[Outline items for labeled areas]
## BEGIN
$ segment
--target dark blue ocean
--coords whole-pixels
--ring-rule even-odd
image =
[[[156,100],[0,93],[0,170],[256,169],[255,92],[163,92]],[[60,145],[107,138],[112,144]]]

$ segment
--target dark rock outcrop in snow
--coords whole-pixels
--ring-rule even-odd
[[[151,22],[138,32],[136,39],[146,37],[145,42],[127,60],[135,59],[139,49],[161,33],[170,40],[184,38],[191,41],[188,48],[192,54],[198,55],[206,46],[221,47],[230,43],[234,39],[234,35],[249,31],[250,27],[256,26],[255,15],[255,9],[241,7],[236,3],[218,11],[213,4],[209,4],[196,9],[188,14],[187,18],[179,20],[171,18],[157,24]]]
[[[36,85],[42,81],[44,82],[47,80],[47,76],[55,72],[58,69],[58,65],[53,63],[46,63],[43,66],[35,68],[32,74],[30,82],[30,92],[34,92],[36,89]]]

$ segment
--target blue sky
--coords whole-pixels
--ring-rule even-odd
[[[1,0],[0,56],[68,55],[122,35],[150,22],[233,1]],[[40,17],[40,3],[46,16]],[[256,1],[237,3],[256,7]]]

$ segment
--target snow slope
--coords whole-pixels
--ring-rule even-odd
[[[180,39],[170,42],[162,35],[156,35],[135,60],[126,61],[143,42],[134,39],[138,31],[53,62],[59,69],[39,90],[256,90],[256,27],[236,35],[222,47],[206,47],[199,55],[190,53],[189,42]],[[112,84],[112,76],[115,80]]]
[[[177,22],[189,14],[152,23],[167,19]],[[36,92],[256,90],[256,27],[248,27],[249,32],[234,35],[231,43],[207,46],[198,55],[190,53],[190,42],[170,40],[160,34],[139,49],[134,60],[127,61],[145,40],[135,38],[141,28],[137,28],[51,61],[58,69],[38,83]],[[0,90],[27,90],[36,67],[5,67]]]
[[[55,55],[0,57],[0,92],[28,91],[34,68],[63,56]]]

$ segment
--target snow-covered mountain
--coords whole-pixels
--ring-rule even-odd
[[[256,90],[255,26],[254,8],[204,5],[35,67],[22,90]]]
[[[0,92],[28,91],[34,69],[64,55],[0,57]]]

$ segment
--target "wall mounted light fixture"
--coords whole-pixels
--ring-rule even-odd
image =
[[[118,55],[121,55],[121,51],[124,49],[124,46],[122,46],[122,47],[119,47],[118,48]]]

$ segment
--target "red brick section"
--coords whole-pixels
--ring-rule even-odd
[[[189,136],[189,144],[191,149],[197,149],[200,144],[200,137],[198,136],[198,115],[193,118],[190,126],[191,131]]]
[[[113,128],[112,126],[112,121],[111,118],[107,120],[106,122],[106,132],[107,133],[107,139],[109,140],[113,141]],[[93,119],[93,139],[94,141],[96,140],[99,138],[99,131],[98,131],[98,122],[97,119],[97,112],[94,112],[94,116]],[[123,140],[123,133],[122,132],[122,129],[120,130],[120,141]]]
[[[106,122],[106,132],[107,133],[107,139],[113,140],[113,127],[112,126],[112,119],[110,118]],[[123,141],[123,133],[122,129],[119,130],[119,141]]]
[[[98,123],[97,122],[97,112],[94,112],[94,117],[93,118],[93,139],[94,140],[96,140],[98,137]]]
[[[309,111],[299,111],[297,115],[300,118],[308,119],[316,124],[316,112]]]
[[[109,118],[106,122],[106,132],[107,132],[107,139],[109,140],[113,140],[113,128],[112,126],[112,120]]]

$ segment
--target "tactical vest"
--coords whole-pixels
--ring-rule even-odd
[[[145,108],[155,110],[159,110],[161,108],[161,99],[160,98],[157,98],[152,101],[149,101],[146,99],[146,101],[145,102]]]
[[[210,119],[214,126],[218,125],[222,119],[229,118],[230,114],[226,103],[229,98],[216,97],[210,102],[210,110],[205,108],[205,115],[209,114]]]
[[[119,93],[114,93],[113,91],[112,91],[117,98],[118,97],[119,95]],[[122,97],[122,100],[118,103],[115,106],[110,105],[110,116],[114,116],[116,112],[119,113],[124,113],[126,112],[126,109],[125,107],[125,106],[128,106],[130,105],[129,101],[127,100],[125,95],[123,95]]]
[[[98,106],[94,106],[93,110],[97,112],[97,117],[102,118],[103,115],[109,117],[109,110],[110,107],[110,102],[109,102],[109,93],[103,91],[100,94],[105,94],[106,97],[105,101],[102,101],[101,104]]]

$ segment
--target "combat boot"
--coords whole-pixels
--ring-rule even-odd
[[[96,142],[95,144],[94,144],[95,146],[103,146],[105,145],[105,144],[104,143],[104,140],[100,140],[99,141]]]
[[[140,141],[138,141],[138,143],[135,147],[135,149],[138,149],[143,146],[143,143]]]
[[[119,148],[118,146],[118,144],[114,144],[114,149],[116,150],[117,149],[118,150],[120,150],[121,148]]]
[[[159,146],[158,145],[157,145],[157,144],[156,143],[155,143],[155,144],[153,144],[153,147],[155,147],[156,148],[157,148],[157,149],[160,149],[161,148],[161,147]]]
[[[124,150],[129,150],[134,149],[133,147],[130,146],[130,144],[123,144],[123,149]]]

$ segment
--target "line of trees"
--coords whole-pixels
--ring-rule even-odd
## END
◆ WHAT THIS TASK INVOLVES
How many lines in the data contain the string "snow", with case counting? Give only the number.

◆ PROBLEM SOLUTION
3